>> Start EXCERPTED TEXT
The principle on which the doctrine rests is, that the vendee on the sale of real estate becomes the trustee of the vendor for the purchase money, or of such portion of it as remains unpaid, and the

vendor is the trustee of the purchaser for the land. (Watson v. Le Row, 6 Barb. 484. Swartout v. Burr, 1 ib. 495, 499. Champion v. Brown, 6 John. Ch. 402, 3.) But a subsequent purchaser from the vendor in possession, advancing a full consideration, and having no notice of the equitable lien of the first vendee, has a better equity than the latter, who by neglecting to consummate his purchase by an actual change of possession, has enabled his vendor to perpetrate a fraud.

Formerly, if a judgment debtor was in possession of land at the time of the sale thereof on an execution against him, he was estopped from denying that he had any interest in the land. The bare possession was an interest which might be sold on execution, and the purchaser acquired the same interest which the defendant in the execution had, and no more. If the latter was a mere tenant at will, or by sufferance, or even was in possession without color of right, the purchaser, as against him and those claiming under him, had a right to be substituted in his place, so far as respected the possession and any legal rights of the defendant connected therewith. (Talbor v. Chamberlin, 3 Paige, 220. Jackson v. Graham, 3 Caines, 188. Same v. Parker, 9 Cowen, 84. Grosvenor v. Allen, 9 Paige, 76. Griffin v. Spencer, 6 Hill, 525. Watson v. Le Row, 6 Barb. 484.) But the revised statutes (1 R. S. 744, § 4) have so far changed the rule in this respect, that the interest of a party holding a contract for the purchase of land cannot be barred by the docketing of a judgment or decree, nor be sold by execution upon such judgment or decree. This interest, whatever it is, can now be only reached by a bill in equity, and can thus be sold and transferred to the purchaser upon such terms as the court shall deem most conducive to the interest of the parties. (1 R. S. 744, §§ 4,5.) Neither an estate at will or by sufferance, or the interest in a contract for the purchase of land, can be sold on execution. (1 R. S. 723; 744, §§ 4, 5. Moyer v. Hinman, 17 Barb. 137. Bigelow v. Finch, Id. 394. Mead v. Gregg, 12 id. 653.)
>> End EXCERPTED TEXT
REQUIRED ACTIONS:
[a] Answer these questions from the legal excerpt, one line each:
(i) For what does the vendee become the trustee of the vendor on the sale of real estate?
(ii) What was a judgment debtor in possession of land formerly estopped from denying?
(iii) By what means can the interest of a party holding a contract for the purchase of land now be reached?
[b] According to the legal excerpt, why does a subsequent purchaser from the vendor in possession have a better equity than the first vendee? Answer in one to three sentences.
[c] Write the next part of the legal excerpt, picking up after its last sentence.
>> Start DATASET CONTENT
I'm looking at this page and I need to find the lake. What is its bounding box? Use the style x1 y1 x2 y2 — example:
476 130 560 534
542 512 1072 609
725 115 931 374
>> End DATASET CONTENT
ANSWERS PROVIDED:
[a]
(i) For the purchase money, or for such portion of it as remains unpaid.
(ii) That he had any interest in the land.
(iii) Only by a bill in equity.

[b] The subsequent purchaser paid a full consideration and had no notice of the first vendee's equitable lien. The first vendee neglected to complete his purchase by an actual change of possession, and that neglect enabled the vendor to commit a fraud.

[c]
When several equities affect the same estate, it is a familiar principle in equity jurisprudence, if they be otherwise equal, they will attach upon the estate according to the periods at which they commenced; for it is a maxim of equity as well as of law, qui prior est tempore, potior est jure. (Berry v. Mut. Ins. Co. 2 John. Ch. 608. Watson v. Le Row, 6 Barb. 485. Lynch v. Mut. Ins. Co. 18 Wend. 253. Grosvenor v. Allen, 9 Paige, 76, 77.)

Where lands are contracted to be sold, and the purchaser contracts to sell a part of such lands, the residue is the primary fund for the payment of the original purchase money; and if the original purchaser transfers different parcels, they are chargeable in the inverse order of sale. (Crafts v. Aspinwall, 2 Comst. 289.)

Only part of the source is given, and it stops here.